─── DOCUMENT EXCERPT

The arrangement described increases the available power since little power is lost to the leak paths. Further, the system allows loads that operate at partial power since only the selected load device receives power. The system reduces problems with varying resistance in the conductors. Finally, the system allows for multiple types and loads downhole.

FIG. 14 is a schematic electrical diagram showing details of another configuration of the system and method utilizing SCRs. SCRs can also be used without a specific gate voltage by exceeding their breakdown voltage in the forward biased direction. After the breakdown voltage is exceeded, the SCR acts as if the gate voltage had been applied. SCRs 172 a-l are seen on an electrical diagram otherwise similar to that of FIG. 13. The SCR can be “re-set” by elimination or reduction of the current through the system.

──────

→ STATED PROBLEM 1:
According to the SCR passage, how can an SCR be re-set?
→ STATED PROBLEM 2:
Please carry on the SCR passage, picking up after its final sentence.
The lines after this point come from a separate source.

─── STORED RECORDS

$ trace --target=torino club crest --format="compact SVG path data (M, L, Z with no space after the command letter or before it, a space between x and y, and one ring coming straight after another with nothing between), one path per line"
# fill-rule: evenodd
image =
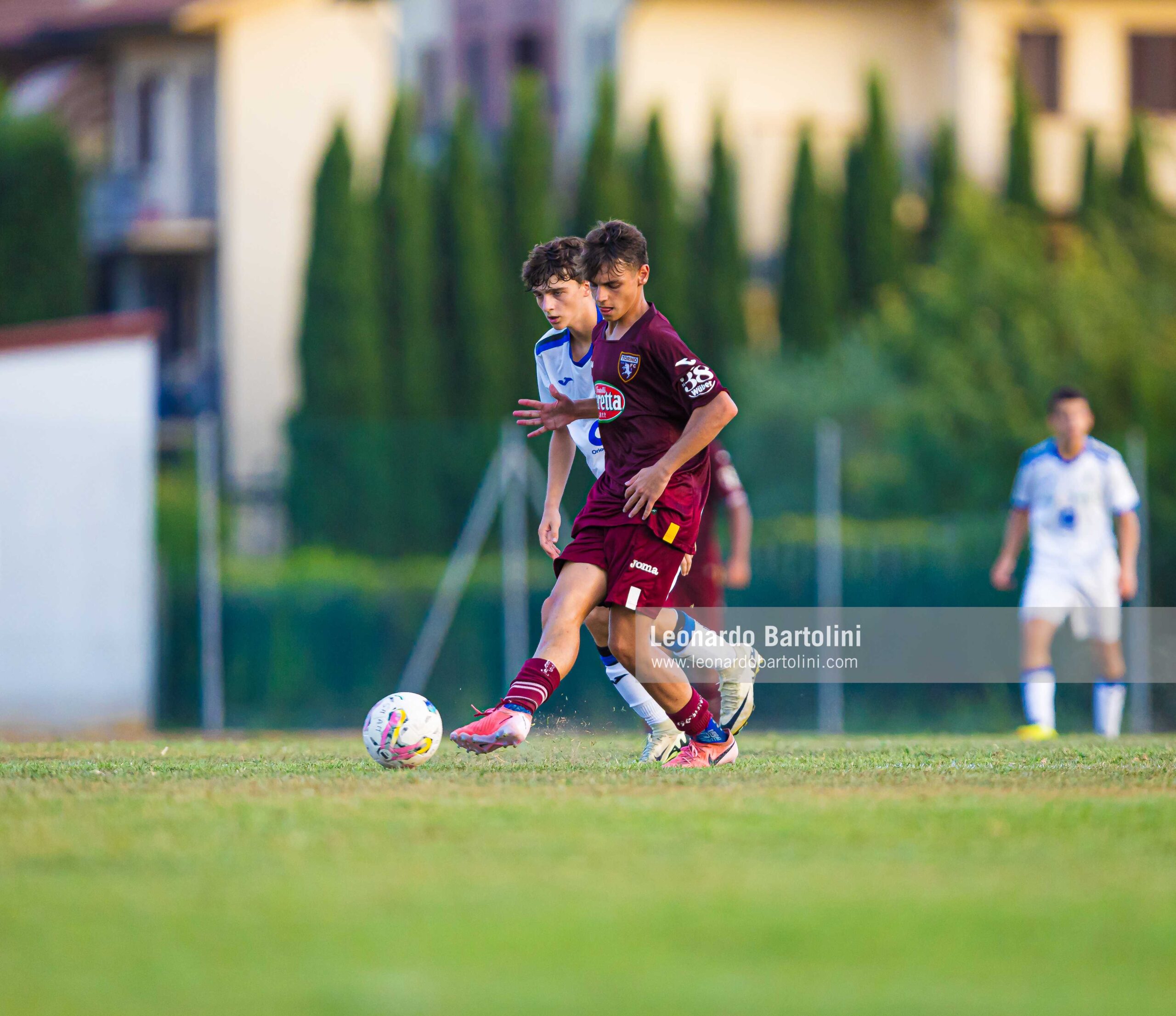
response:
M615 420L624 412L624 393L620 389L596 381L596 418L601 423Z
M622 381L632 381L641 370L641 353L621 353L616 370Z

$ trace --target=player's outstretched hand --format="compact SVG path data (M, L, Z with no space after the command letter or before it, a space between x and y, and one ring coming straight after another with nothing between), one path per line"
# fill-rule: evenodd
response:
M995 589L1013 589L1013 572L1017 569L1016 558L1009 559L1004 555L1001 555L996 559L996 564L993 565L993 570L988 573L988 577L993 582Z
M576 404L561 392L555 385L548 386L552 391L554 403L541 403L537 399L519 399L519 405L524 409L515 410L515 423L521 427L535 427L527 434L529 438L548 431L557 431L566 427L573 420L580 419L576 412Z
M539 522L539 545L543 547L552 560L560 556L557 540L560 538L560 510L543 509L543 518Z
M723 575L728 589L747 589L751 584L751 562L746 557L733 557L727 562Z
M657 504L657 498L666 490L670 474L657 465L646 466L624 485L624 513L633 518L641 512L641 518L649 518L649 512Z

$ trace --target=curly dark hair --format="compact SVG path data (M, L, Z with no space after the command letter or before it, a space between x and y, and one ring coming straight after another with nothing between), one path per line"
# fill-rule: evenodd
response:
M584 241L579 237L556 237L532 247L522 264L522 284L534 293L546 290L552 279L582 283L580 254L583 246Z
M580 271L589 283L602 271L615 272L620 265L640 268L648 264L649 247L644 234L620 219L597 223L596 228L584 237Z

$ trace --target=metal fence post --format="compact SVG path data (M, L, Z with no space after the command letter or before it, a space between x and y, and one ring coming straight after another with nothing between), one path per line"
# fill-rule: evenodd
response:
M824 419L816 429L816 602L821 627L841 619L841 425ZM817 729L841 733L846 729L846 692L841 670L828 666L823 653L817 684Z
M220 429L216 413L196 417L196 533L200 610L200 722L225 729L225 659L221 643Z

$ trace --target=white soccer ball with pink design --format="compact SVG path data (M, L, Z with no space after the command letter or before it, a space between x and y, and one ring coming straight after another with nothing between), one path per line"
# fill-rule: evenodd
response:
M381 698L363 721L363 746L385 769L413 769L441 744L441 713L423 695L397 691Z

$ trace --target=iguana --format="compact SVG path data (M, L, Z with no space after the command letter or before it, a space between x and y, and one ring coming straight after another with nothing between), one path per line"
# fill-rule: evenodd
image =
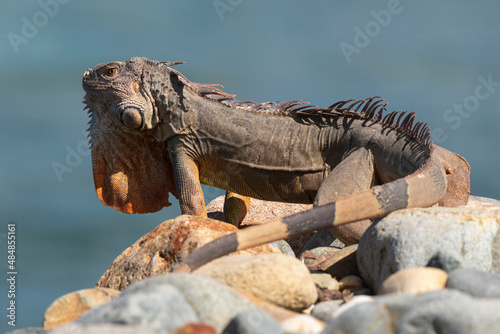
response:
M206 184L269 201L314 203L219 238L178 270L318 229L339 234L340 225L403 208L467 202L469 165L433 145L415 112L384 116L387 103L378 97L327 108L299 100L239 101L220 85L189 81L176 64L131 58L84 73L101 202L126 213L155 212L171 205L170 192L183 214L206 216ZM355 224L345 225L347 234Z

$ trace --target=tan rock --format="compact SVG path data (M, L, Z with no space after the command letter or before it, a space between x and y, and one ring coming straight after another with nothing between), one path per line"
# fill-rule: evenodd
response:
M365 282L359 276L349 275L339 281L339 289L356 291L366 288Z
M235 231L233 225L210 218L184 215L168 220L124 250L96 286L123 290L143 278L168 272L195 249ZM262 245L232 254L261 253L280 252Z
M222 257L200 267L195 273L289 310L301 311L318 298L316 285L306 266L283 254Z
M318 257L315 257L314 250L311 250L304 252L301 258L314 258L313 261L306 261L309 270L321 270L339 279L349 275L359 275L357 249L357 244L342 249L332 248L331 252Z
M311 274L314 283L322 289L328 289L332 291L339 290L339 282L330 274L323 273L313 273Z
M312 204L270 202L252 198L250 200L250 209L240 226L262 224L269 220L286 217L310 208L312 208ZM211 201L207 205L207 213L210 218L224 221L224 196L219 196ZM313 234L314 232L311 232L295 238L286 239L286 242L290 244L293 252L298 256Z
M427 291L444 289L447 280L448 274L438 268L403 269L387 277L378 294L410 293L417 295Z
M118 297L120 291L93 288L68 293L56 299L45 311L43 328L52 329L80 317L85 312Z

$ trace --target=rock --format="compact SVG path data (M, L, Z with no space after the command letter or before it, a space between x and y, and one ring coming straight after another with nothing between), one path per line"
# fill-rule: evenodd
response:
M337 279L341 279L349 275L360 275L356 259L357 249L358 245L351 245L342 249L320 247L304 252L301 258L314 258L311 262L305 261L309 270L321 270Z
M283 254L222 257L195 273L295 311L309 307L318 297L307 268L296 258Z
M269 246L277 248L281 253L295 257L292 247L285 240L278 240L268 243Z
M45 311L43 328L52 329L72 322L85 312L118 297L120 291L108 288L79 290L57 298Z
M237 228L217 220L179 216L157 226L120 254L102 275L97 287L123 290L146 277L168 272L172 263L193 250ZM232 254L279 253L262 245Z
M311 274L314 283L323 289L339 290L339 282L330 274L313 273Z
M454 254L453 252L448 252L446 250L440 250L437 251L433 257L431 257L429 263L427 263L427 267L443 269L449 273L462 267L462 261L458 254Z
M303 249L301 250L300 254L302 256L302 253L308 250L312 250L315 248L320 248L320 247L335 247L335 248L344 248L345 245L337 239L332 232L328 230L320 230L316 232L305 244Z
M420 294L444 289L448 274L441 269L416 267L398 271L389 276L380 287L379 294Z
M47 333L48 331L41 327L27 327L6 332L5 334L47 334Z
M349 275L339 281L339 290L341 291L346 289L356 291L364 288L366 288L365 282L359 276Z
M274 318L277 322L281 323L284 320L294 317L300 313L290 311L284 307L278 306L276 304L270 303L264 299L255 297L254 295L237 289L233 288L235 291L238 293L242 294L243 296L247 297L248 300L250 300L259 310L264 311L265 313L269 314L271 317Z
M78 318L78 324L126 324L167 332L187 323L200 322L191 304L174 286L147 286L123 293Z
M280 255L286 258L289 256ZM231 258L231 257L229 257ZM229 321L256 307L234 289L214 279L197 274L166 274L148 278L131 285L123 295L135 294L143 289L171 286L178 290L197 315L198 322L221 332ZM167 316L167 315L165 315Z
M475 269L457 269L449 274L446 287L478 298L500 298L500 275Z
M259 310L243 311L234 317L222 334L281 334L280 325L267 313Z
M500 201L488 198L488 197L480 197L480 196L469 196L469 201L467 206L470 207L483 207L483 206L500 206Z
M281 329L285 333L319 334L325 327L323 321L308 314L299 314L281 323Z
M252 198L250 200L250 210L248 210L240 226L262 224L269 220L286 217L310 208L312 208L312 204L270 202ZM224 196L217 197L207 205L207 214L210 218L224 221ZM311 232L286 240L293 249L295 256L300 254L300 251L313 234L314 232Z
M84 325L71 323L58 327L49 332L50 334L160 334L164 332L144 328L142 326L118 325L118 324L94 324Z
M351 303L354 299L336 312L324 334L500 333L498 298L474 299L444 289L416 296L389 294L349 306Z
M217 334L215 328L205 324L186 324L170 334Z
M332 319L333 313L339 309L344 301L342 299L328 300L314 305L311 315L316 319L324 322L329 322Z
M439 252L451 254L465 267L495 272L500 269L495 265L500 262L499 221L499 207L396 211L363 235L358 268L374 291L391 274L425 267Z

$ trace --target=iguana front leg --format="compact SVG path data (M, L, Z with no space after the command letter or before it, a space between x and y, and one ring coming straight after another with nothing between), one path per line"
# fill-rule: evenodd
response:
M370 150L360 147L348 154L321 184L314 206L332 203L338 199L370 189L374 184L375 167ZM356 244L371 225L370 219L328 230L346 245Z
M169 141L168 151L182 214L206 217L197 163L186 154L176 138Z

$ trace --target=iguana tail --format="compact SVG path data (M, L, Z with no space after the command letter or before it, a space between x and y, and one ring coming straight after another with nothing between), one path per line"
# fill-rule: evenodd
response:
M405 178L218 238L190 254L174 271L189 272L234 251L311 231L377 218L400 209L428 207L437 203L445 191L445 171L431 154L421 168Z

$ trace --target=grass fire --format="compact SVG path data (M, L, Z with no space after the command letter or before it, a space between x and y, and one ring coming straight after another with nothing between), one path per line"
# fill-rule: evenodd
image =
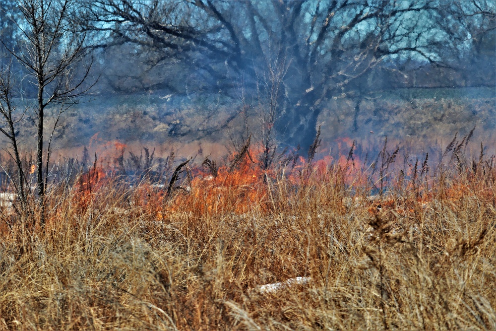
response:
M354 143L264 169L249 141L219 164L61 161L43 226L2 187L1 328L494 329L496 169L465 141L414 163Z
M494 0L0 27L0 331L496 330Z

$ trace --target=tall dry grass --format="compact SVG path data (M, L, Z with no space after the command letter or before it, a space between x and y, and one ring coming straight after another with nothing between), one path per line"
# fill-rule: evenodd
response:
M75 181L43 229L3 208L0 329L496 329L492 159L388 170L371 197L351 157L266 176L249 158L169 197Z

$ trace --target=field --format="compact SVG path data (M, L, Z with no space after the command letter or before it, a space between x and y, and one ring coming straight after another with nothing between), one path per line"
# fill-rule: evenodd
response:
M0 201L0 330L496 329L496 167L469 138L61 163L43 226Z

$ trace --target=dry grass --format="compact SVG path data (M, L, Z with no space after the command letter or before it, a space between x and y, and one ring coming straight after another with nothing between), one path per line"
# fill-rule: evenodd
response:
M339 163L264 180L246 158L168 197L76 181L43 229L3 208L0 329L496 329L490 161L391 171L373 199Z

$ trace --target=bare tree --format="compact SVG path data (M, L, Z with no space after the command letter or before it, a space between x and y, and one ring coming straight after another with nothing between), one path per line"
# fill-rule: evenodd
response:
M267 59L286 56L274 128L307 148L327 100L360 97L373 88L368 78L379 67L409 60L444 66L448 48L459 52L466 33L446 28L459 20L441 5L448 2L96 0L87 13L91 30L110 37L101 46L153 50L154 63L181 61L212 91L228 93L242 81L256 95L258 73L270 70Z
M87 59L86 34L81 32L84 27L81 29L75 24L78 14L76 1L22 0L17 4L20 17L14 23L20 37L14 48L9 47L3 42L2 44L24 67L29 82L36 90L35 101L25 106L34 110L36 118L36 191L43 224L50 147L54 130L59 125L62 114L77 102L77 97L87 90L85 82L89 77L91 62L84 63ZM15 88L4 85L8 86L8 89ZM6 97L9 95L7 92L6 90L3 94ZM45 121L46 111L50 105L57 107L53 110L55 121L52 134L48 144L45 144ZM4 115L4 119L9 128L15 122L13 118L8 117L11 114L9 112L8 108L4 112L7 115ZM2 132L13 143L15 142L11 129ZM18 164L18 167L20 166Z
M21 160L21 154L17 143L15 125L22 118L24 113L18 114L16 106L13 103L13 86L11 65L6 64L0 68L0 132L7 139L11 146L4 148L15 163L16 176L11 178L11 173L0 165L1 170L9 177L13 183L16 193L21 203L21 208L25 211L27 207L26 180L24 168Z

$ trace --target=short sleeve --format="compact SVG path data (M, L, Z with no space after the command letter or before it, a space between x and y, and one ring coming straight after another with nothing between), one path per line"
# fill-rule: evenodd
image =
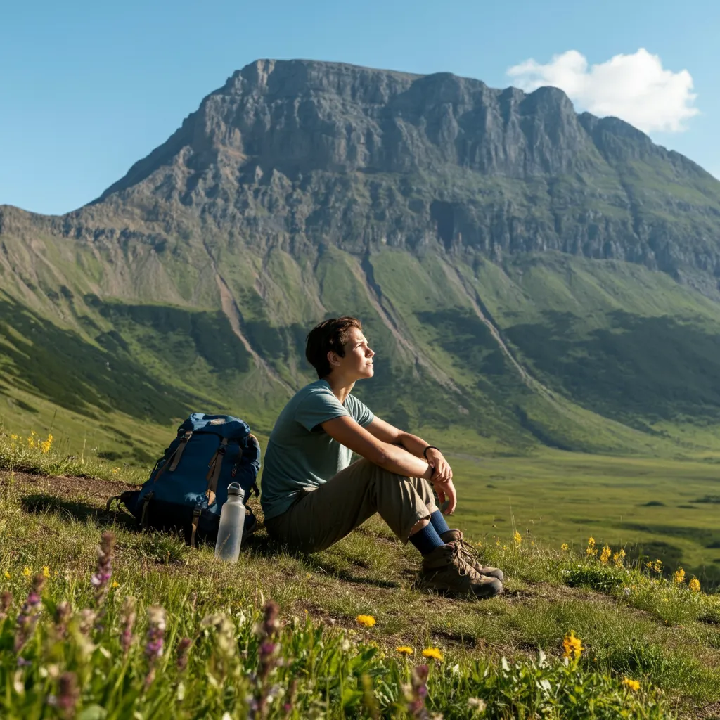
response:
M344 415L350 413L330 390L310 393L295 410L295 420L309 432L328 420Z
M348 403L349 405L348 409L350 410L350 415L353 420L361 427L367 427L375 419L372 410L362 400L358 400L354 395L348 395L348 399L350 400L350 402Z

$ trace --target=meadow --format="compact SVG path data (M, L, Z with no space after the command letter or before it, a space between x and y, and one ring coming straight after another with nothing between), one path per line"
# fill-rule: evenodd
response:
M458 515L508 578L472 602L416 590L414 549L377 520L310 556L260 531L227 566L105 512L141 471L47 436L3 436L0 462L3 717L717 716L720 597L598 532L528 534L520 494L497 528Z

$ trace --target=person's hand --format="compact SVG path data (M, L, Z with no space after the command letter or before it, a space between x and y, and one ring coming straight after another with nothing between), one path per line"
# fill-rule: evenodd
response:
M455 492L455 486L452 484L452 480L446 481L437 481L433 482L433 489L437 493L438 500L440 505L447 500L447 507L443 510L444 515L452 515L455 512L455 505L457 505L457 495Z
M427 460L435 469L430 478L431 482L446 482L452 480L452 469L439 450L435 448L428 450Z

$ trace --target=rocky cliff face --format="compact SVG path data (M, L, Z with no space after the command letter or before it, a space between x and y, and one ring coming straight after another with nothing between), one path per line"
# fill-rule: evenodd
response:
M559 250L720 276L720 183L699 166L557 89L449 73L258 61L96 204L168 221L181 206L291 249Z

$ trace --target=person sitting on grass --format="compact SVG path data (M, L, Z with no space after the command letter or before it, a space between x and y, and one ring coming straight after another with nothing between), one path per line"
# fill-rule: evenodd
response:
M452 470L421 438L375 417L351 395L372 377L374 352L356 318L320 323L305 356L319 379L299 390L275 423L263 470L261 502L270 537L304 552L324 550L379 513L403 543L423 556L420 587L489 598L503 572L483 567L459 530ZM361 459L351 464L353 452Z

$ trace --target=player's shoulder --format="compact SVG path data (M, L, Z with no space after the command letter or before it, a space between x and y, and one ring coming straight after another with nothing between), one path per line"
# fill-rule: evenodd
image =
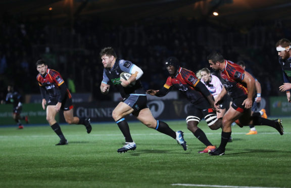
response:
M117 59L116 61L118 61L118 65L120 66L123 66L127 68L129 68L130 66L133 65L132 62L130 61L125 60L123 59Z
M182 77L185 79L188 78L190 76L192 77L194 76L196 78L197 77L194 72L183 67L180 67L179 72L181 74L181 76L182 76Z

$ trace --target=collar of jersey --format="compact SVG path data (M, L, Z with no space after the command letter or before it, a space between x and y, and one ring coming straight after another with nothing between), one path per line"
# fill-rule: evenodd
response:
M46 70L46 73L45 73L45 74L44 74L44 76L42 76L41 74L40 74L40 76L41 76L43 78L44 78L47 75L47 74L48 74L49 72L50 72L50 69L47 69L47 70Z
M179 71L178 71L178 72L177 73L177 74L176 74L176 75L175 75L175 77L176 78L177 76L178 76L178 75L179 75L179 74L180 74L180 72L181 72L181 70L182 70L182 67L179 67Z

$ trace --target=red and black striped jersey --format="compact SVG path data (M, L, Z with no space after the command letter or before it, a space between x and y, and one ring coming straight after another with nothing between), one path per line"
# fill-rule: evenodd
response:
M200 80L193 72L180 67L178 73L175 76L168 77L164 87L168 89L171 89L173 86L175 87L185 95L191 103L196 104L203 101L207 101L202 93L196 89L200 81Z
M38 82L38 85L45 88L46 92L49 95L50 99L60 99L61 98L61 89L60 86L64 83L65 81L61 76L61 74L55 70L47 69L46 73L44 76L40 73L37 75L36 80ZM72 96L67 88L67 93L69 98Z
M220 72L220 76L228 95L232 99L248 95L247 84L243 82L245 70L233 62L225 61L225 67Z

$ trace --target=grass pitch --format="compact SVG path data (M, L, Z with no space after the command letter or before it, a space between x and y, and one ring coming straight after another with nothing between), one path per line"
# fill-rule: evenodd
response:
M232 127L225 155L198 154L205 146L187 130L184 121L166 121L184 132L188 150L175 140L138 122L129 122L134 151L117 152L124 141L115 123L61 125L69 142L47 126L0 128L1 187L291 187L291 119L283 118L285 134L257 126ZM219 146L221 130L200 127Z

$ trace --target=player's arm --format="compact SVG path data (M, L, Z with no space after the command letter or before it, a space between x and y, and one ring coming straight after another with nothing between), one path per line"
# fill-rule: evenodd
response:
M136 65L131 63L130 69L124 68L124 66L121 66L120 68L123 71L128 72L131 74L131 76L127 80L121 81L121 85L123 87L126 87L131 82L137 80L143 74L143 71Z
M261 83L257 79L256 79L256 90L257 90L257 97L256 98L256 102L260 103L262 98L261 98L261 93L262 93L262 87L261 87Z
M46 104L46 101L45 100L45 88L39 83L38 83L38 84L39 85L39 90L40 91L40 94L41 95L41 98L42 98L41 106L42 106L42 109L45 110L45 105Z
M221 103L221 102L222 101L223 97L224 97L224 96L227 93L227 91L226 90L226 89L225 89L225 87L224 87L224 86L223 86L222 87L222 89L221 89L221 91L220 91L219 94L218 94L216 98L215 98L215 101L214 102L214 104L215 105L215 108L216 109L219 109L220 108L220 103Z
M101 93L103 95L107 95L109 92L109 89L110 88L110 85L107 84L105 82L102 81L101 82L101 85L100 86L100 90L101 90Z
M243 82L247 84L248 87L248 98L244 101L243 105L245 105L246 109L251 108L253 105L253 97L255 94L256 89L256 80L250 73L245 71L245 76Z
M279 90L281 92L286 91L286 95L287 95L291 90L291 83L290 83L288 76L287 76L284 70L283 70L283 79L284 80L284 84L279 87ZM288 98L288 95L287 95L287 98Z
M214 75L211 75L212 76L212 80L214 81L213 86L215 88L216 92L217 93L220 93L222 90L222 83L217 77ZM202 80L201 80L202 81Z
M149 89L147 90L147 93L151 96L155 96L159 97L162 97L166 96L171 90L172 87L170 86L166 83L164 86L159 90Z
M196 89L200 91L203 96L204 96L207 99L208 102L209 102L209 103L210 103L211 107L213 109L215 109L214 105L214 99L213 98L213 96L212 95L211 95L205 85L204 85L202 82L199 81L198 82L196 83L195 87Z

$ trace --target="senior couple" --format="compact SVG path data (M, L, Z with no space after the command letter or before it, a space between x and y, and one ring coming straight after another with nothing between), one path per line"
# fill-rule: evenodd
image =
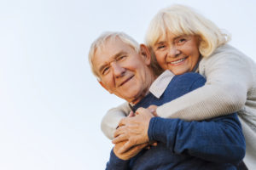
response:
M180 6L173 7L172 10L175 11L175 8L183 13L189 12L180 10L186 8ZM165 12L166 11L171 10L166 9ZM189 13L188 16L193 20L193 13ZM157 17L156 19L160 20ZM169 20L170 22L170 19L166 20ZM188 22L188 20L184 20ZM203 20L201 19L201 20ZM172 26L174 26L173 23ZM204 23L209 24L207 21ZM195 121L192 121L193 119L189 121L184 113L182 116L185 118L169 116L168 105L166 109L160 110L164 104L173 103L178 99L185 98L188 94L195 96L193 99L195 101L198 100L197 98L205 97L200 90L205 90L206 80L200 74L194 73L200 70L199 67L201 65L202 69L200 71L205 71L203 75L207 79L207 83L214 85L214 88L222 85L224 88L225 84L219 83L218 78L229 77L230 75L229 71L222 72L220 75L221 72L218 71L232 70L232 67L228 68L230 67L230 65L224 65L229 62L233 62L233 67L236 68L236 62L239 61L241 56L244 57L243 54L236 48L225 45L227 41L223 38L223 35L218 34L219 33L218 29L217 33L213 34L218 36L217 41L212 40L212 42L219 44L215 44L215 48L210 48L211 50L207 50L209 49L207 47L212 47L212 44L209 45L207 39L209 37L214 39L214 36L209 36L209 32L207 32L207 35L194 32L193 29L201 29L198 23L196 25L198 27L187 30L177 28L179 31L184 31L179 33L175 32L174 28L170 29L171 26L166 23L164 26L168 27L162 29L166 31L161 32L163 36L154 36L154 36L151 36L152 46L150 41L147 42L150 50L147 46L137 44L131 37L120 32L104 33L91 45L89 61L93 73L106 90L126 100L128 106L123 107L122 111L126 112L125 115L110 111L103 118L102 127L107 130L102 130L103 132L105 130L107 136L110 133L109 136L114 138L113 142L115 144L106 169L246 169L242 162L245 156L245 139L237 114L233 111L237 108L231 105L227 105L227 109L223 108L221 105L214 105L218 103L215 98L212 99L213 106L209 106L211 98L207 97L206 104L208 105L205 105L206 116L195 118ZM212 29L212 26L208 27ZM205 31L203 28L201 30L201 32ZM154 32L154 35L157 35L157 32ZM230 55L230 59L233 57L236 60L229 60L225 54L229 57ZM221 55L224 57L220 59ZM206 57L209 57L210 61L204 60ZM227 60L227 62L223 63L224 60L221 60L222 59ZM249 60L246 56L244 59ZM155 60L163 70L166 70L165 71L160 71L155 68ZM218 63L218 60L222 65ZM254 65L252 63L240 62L241 65ZM208 65L209 69L204 68L205 65ZM214 69L217 71L213 71ZM238 70L238 73L241 74L241 72L249 69L253 70L255 67L247 66L242 71ZM250 78L250 81L254 79ZM254 89L253 88L254 86L249 89ZM241 88L240 90L243 93ZM216 91L217 94L219 92ZM253 93L247 94L253 94ZM209 94L206 95L211 96ZM225 99L224 94L220 100L223 99ZM248 96L247 99L248 100ZM252 98L249 99L252 100ZM201 107L195 104L193 108L188 102L194 101L185 101L175 107L188 106L192 108L191 112L196 110L197 107ZM253 101L250 104L253 106ZM218 106L220 108L218 108ZM212 107L215 108L217 113L214 111L211 113L211 110L213 110ZM202 110L201 108L201 112ZM219 111L220 110L225 110ZM226 110L232 111L227 112ZM132 111L127 117L123 118L130 110ZM245 109L244 112L246 111ZM253 123L251 124L253 127ZM243 128L246 125L242 122ZM250 128L251 127L244 129ZM247 140L247 143L251 144L250 141Z

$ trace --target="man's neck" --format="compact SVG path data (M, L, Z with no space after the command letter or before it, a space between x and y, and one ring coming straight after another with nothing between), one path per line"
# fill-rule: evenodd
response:
M143 91L143 93L138 97L133 99L131 102L129 102L129 101L128 102L131 105L134 105L137 104L140 100L142 100L149 93L149 88L156 78L157 78L157 76L153 74L150 76L148 86Z

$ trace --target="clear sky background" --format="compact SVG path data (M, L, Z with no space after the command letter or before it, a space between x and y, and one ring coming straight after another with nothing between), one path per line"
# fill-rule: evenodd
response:
M112 144L101 119L123 100L91 74L90 43L104 31L143 42L172 3L196 8L256 60L254 0L0 0L0 169L104 169Z

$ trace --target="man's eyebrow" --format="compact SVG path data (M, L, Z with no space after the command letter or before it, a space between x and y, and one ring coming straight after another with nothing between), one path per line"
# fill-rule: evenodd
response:
M163 43L165 43L165 41L158 42L156 42L154 45L160 45L160 44L163 44Z
M121 55L123 55L123 54L127 54L126 52L120 51L119 53L114 54L114 55L112 57L112 59L114 59L114 60L115 60L116 58L118 58L118 57L119 57L119 56L121 56ZM113 61L113 60L112 60L112 61ZM112 62L112 61L111 61L111 62ZM102 66L100 66L99 71L102 72L102 70L103 70L108 64L109 64L109 63L106 63L106 64L102 65Z

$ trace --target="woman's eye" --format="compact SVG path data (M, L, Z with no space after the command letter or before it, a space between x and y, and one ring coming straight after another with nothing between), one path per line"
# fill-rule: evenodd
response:
M186 39L185 38L180 38L177 40L177 43L183 43L183 42L186 42Z
M166 47L165 45L160 45L160 46L157 47L157 48L161 49L161 48L164 48L165 47Z

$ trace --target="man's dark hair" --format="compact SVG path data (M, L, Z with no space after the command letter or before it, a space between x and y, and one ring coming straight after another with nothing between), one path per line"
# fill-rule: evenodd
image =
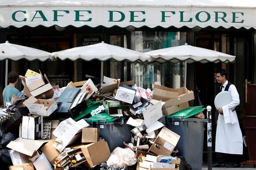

──────

→ FINAL ANSWER 1:
By eliminating or reducing the current through the system.

→ FINAL ANSWER 2:
FIG. 15 is a schematic electrical diagram showing details of another configuration of the system and method for controlling bidirectional load devices, such as motors. FIG. 15 shows an electrical diagram similar to that of FIG. 14, having a system 100 with conductors 152 a-d and power supply 110. Here the four conductors are utilized to selectively operate six bidirectional load devices 182 a-f, such as bidirectional DC motors, M. It is understood that other bidirectional load devices can be substituted or similarly used, such as pumps, motion controllers, etc. In this system, the direction of current across a conductor pair correlates to the direction of the bidirectional device, forward or backward. For use with bidirectional load devices, SCRs 172 a-l are used in parallel in pairs for each bidirectional load device 182 a-f (SCRs 172 a-b for load device 182 a; SCRs 172 c-d for load device 182 b, etc.). This allows each bidirectional load device to be run forward or backward using the same set of conductors. Resistors 176 a-l are employed as discussed above with respect to FIG. 13.

As before, the SCRs can be used without the resistors by simply exceeding the breakdown voltage of the SCRs.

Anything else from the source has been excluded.